# Provided data:
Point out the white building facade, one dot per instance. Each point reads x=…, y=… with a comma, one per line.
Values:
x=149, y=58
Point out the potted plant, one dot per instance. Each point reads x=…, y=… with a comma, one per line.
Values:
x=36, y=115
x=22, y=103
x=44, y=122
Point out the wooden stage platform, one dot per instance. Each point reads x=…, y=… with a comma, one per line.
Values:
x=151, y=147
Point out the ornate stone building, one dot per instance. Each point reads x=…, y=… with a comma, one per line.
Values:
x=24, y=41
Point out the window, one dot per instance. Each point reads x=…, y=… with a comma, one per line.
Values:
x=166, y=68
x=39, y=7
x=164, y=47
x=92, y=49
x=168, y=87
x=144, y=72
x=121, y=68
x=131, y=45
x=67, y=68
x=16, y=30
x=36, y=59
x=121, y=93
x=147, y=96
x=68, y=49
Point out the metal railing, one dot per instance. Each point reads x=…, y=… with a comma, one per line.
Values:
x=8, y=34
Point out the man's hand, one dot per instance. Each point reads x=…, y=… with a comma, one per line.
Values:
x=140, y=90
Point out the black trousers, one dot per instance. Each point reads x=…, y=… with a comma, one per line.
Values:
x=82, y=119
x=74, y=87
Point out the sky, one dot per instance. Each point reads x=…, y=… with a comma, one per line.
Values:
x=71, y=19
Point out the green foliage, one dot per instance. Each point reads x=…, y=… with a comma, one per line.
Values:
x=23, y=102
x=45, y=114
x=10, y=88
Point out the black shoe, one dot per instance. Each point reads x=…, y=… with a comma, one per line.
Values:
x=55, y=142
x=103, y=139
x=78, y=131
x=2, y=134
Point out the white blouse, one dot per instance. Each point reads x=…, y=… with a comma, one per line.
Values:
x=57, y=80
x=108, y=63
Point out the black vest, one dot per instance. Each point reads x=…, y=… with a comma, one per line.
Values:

# Stated goal:
Copy out every record above word for word, with nothing left out or changed.

# Response to this exercise:
Point out the white building facade, one dot per instance. Each point reads x=…, y=… with a comma, one per line.
Values:
x=149, y=58
Point out the potted plant, one dot per instance. Each point reads x=…, y=… with a comma, one per line.
Values:
x=36, y=115
x=22, y=103
x=44, y=122
Point out the wooden stage platform, one dot per instance. Each point reads x=…, y=… with a comma, one per line.
Values:
x=151, y=147
Point out the ornate stone building, one dot per instance. Each point reads x=…, y=… with a comma, one per line.
Values:
x=24, y=41
Point out the window, one dot per instance. Each point reads x=…, y=… with a comma, one per line.
Values:
x=166, y=68
x=39, y=7
x=164, y=47
x=92, y=49
x=168, y=87
x=144, y=72
x=121, y=68
x=131, y=45
x=67, y=68
x=16, y=30
x=36, y=59
x=121, y=93
x=147, y=96
x=68, y=49
Point out the metal railing, one dot per instance. Each point reads x=…, y=… with a comma, one per line.
Values:
x=8, y=34
Point out the man's hand, one dot per instance. Each point reads x=…, y=… with a comma, one per line.
Values:
x=140, y=90
Point out the black trousers, one dot per instance. Each point reads x=…, y=… with a comma, one per line.
Values:
x=82, y=119
x=74, y=87
Point out the sky, one dot per instance. Each point reads x=…, y=… with a comma, one per line.
Values:
x=71, y=19
Point out the green foliage, one dot per instance. Each point reads x=…, y=… with a comma, one per line.
Values:
x=23, y=102
x=45, y=114
x=10, y=88
Point out the black shoe, one dot per instance. Each point reads x=…, y=… with a comma, one per line.
Values:
x=55, y=142
x=103, y=139
x=78, y=131
x=2, y=134
Point out the white blouse, one dot per instance. Each point reads x=…, y=… with a comma, one per line.
Values:
x=57, y=80
x=108, y=63
Point out the black vest, one dot per instance. Each point reads x=…, y=… with a comma, one per line.
Values:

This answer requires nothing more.